— Reading passage —
** BEGIN **
Functions

This page contains documentation for all exported functions.

Training

Call the main function bosip! to run the BOSIP procedure, which sequentially queries the expensive blackbox simulator to learn the parameter posterior efficiently.

BOSIP.bosip!Function
bosip!(::BosipProblem; kwargs...)

Run the BOSIP method on the given BosipProblem.

The bosip! function is a wrapper for BOSS.bo!, which implements the underlying Bayesian optimization procedure.

Arguments

  • problem::BosipProblem: Defines the inference problem, together with all model hyperparameters.

Keywords

  • model_fitter::BOSS.ModelFitter: Defines the algorithm used to estimate the model hyperparameters.
  • acq_maximizer::BOSS.AcquisitionMaximizer: Defines the algorithm used to maximize the acquisition function in order to select the next evaluation point in each iteration.
  • term_cond::Union{<:BOSS.TermCond, <:BosipTermCond}: Defines the termination condition of the whole procedure.
  • options::BosipOptions: Can be used to specify additional miscellaneous options.

References

BOSS.bo!, BosipProblem, BosipAcquisition, BOSS.ModelFitter, BOSS.AcquisitionMaximizer, BOSS.TermCond, BosipTermCond, BosipOptions

Examples

See 'https://soldasim.github.io/BOSIP.jl/stable/example_lfi' for example usage.

source

Call the function estimate_parameters! to fit the model hyperparameters according to the current dataset. (One can also call bosip! with term_cond = IterLimit(0) to fit the hyperparameters without running any simulations. This will additionally only refit the model if the dataset changed since the last parameter estimation. In contrast, calling estimate_parameters! will always re-run the parameter estimation.)

BOSS.estimate_parameters!Function
estimate_parameters!(::BossProblem, ::ModelFitter)

Estimate the model parameters & hyperparameters using the given model_fitter algorithm.

Keywords

  • options::BossOptions: Defines miscellaneous settings.
source
estimate_parameters!(::BosipProblem, ::ModelFitter)

Estimate the hyperparameters of the model. Uses the provided ModelFitter to fit the hyperparameters of the model according to the data stored in the BosipProblem.

Keywords

  • options::BosipOptions: Defines miscellaneous settings.
source

Analytically compute the optimal estimate of the distribution parameters according to the given data xs.

This function is a part of the optional API of the ProposalDistribution and may not be implemented for every distribution.

source

Call the function maximize_acquisition to obtain a promising candidate for the next simulation.

BOSS.maximize_acquisitionFunction
x = maximize_acquisition(::BossProblem, ::AcquisitionMaximizer)

Maximize the given acquisition function via the given acq_maximizer algorithm to find the optimal next evaluation point(s).

Keywords

  • options::BossOptions: Defines miscellaneous settings.
** END **
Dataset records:
** BEGIN **
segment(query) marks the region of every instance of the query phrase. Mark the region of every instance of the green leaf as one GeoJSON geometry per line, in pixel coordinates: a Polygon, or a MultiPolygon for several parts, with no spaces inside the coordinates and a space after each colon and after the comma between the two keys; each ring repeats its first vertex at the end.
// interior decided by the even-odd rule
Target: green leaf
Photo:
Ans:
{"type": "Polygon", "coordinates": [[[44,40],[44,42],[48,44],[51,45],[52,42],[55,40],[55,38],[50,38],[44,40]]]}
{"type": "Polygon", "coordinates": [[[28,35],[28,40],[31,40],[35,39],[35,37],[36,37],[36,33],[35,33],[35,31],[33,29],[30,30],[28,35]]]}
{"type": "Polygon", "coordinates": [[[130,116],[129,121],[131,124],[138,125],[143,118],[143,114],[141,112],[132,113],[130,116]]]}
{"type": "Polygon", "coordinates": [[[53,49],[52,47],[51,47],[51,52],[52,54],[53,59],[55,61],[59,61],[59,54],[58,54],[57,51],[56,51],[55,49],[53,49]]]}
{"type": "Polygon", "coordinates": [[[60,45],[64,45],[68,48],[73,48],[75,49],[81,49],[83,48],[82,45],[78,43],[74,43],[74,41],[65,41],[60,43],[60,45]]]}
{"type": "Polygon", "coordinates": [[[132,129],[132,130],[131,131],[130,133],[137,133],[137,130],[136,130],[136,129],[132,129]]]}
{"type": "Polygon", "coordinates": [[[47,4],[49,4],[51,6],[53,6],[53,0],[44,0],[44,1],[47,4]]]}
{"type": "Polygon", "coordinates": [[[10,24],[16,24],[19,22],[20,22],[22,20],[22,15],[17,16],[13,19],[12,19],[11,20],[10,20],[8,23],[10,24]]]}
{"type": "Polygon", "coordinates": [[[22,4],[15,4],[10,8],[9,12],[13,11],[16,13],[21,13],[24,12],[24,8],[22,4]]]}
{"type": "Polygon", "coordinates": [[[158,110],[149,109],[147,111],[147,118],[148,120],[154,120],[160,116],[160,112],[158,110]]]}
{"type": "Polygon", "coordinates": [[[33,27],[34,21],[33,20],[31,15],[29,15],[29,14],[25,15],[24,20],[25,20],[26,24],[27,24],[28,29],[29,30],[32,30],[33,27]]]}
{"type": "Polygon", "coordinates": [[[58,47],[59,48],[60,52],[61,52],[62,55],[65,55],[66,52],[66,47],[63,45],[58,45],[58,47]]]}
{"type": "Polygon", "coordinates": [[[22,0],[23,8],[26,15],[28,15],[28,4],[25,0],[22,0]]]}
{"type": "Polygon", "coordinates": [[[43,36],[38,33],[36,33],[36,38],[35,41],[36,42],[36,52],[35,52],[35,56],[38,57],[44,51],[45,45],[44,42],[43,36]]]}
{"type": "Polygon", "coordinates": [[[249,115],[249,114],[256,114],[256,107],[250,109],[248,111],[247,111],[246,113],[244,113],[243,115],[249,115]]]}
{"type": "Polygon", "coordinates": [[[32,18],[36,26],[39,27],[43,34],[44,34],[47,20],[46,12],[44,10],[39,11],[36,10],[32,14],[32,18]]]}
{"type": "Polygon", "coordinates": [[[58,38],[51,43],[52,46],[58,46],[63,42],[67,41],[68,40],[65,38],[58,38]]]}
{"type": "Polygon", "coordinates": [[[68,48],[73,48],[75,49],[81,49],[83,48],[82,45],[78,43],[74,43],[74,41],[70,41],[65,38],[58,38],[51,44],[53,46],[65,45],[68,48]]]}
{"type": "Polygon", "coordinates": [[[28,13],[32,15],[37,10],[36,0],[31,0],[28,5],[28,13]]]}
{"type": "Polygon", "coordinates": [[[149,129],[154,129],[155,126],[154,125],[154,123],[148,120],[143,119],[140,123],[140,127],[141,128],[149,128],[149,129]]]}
** END **
— Task instructions —
a - In the BOSIP functions page, list every keyword argument given under the Keywords heading for bosip!.
b - Please translate this sentence from the BOSIP functions page into Spanish: "Call the function maximize_acquisition to obtain a promising candidate for the next simulation."
c - Pull out the passage of the BOSIP functions page from "Analytically compute the" to "x = maximize_acquisition(::BossProblem, ::AcquisitionMaximizer)", word for word.

— Answers given —
a - model_fitter, acq_maximizer, term_cond, options

b - Llama a la función maximize_acquisition para obtener un candidato prometedor para la siguiente simulación.

c -
Analytically compute the optimal estimate of the distribution parameters according to the given data xs.

This function is a part of the optional API of the ProposalDistribution and may not be implemented for every distribution.

source

Call the function maximize_acquisition to obtain a promising candidate for the next simulation.

BOSS.maximize_acquisitionFunction
x = maximize_acquisition(::BossProblem, ::AcquisitionMaximizer)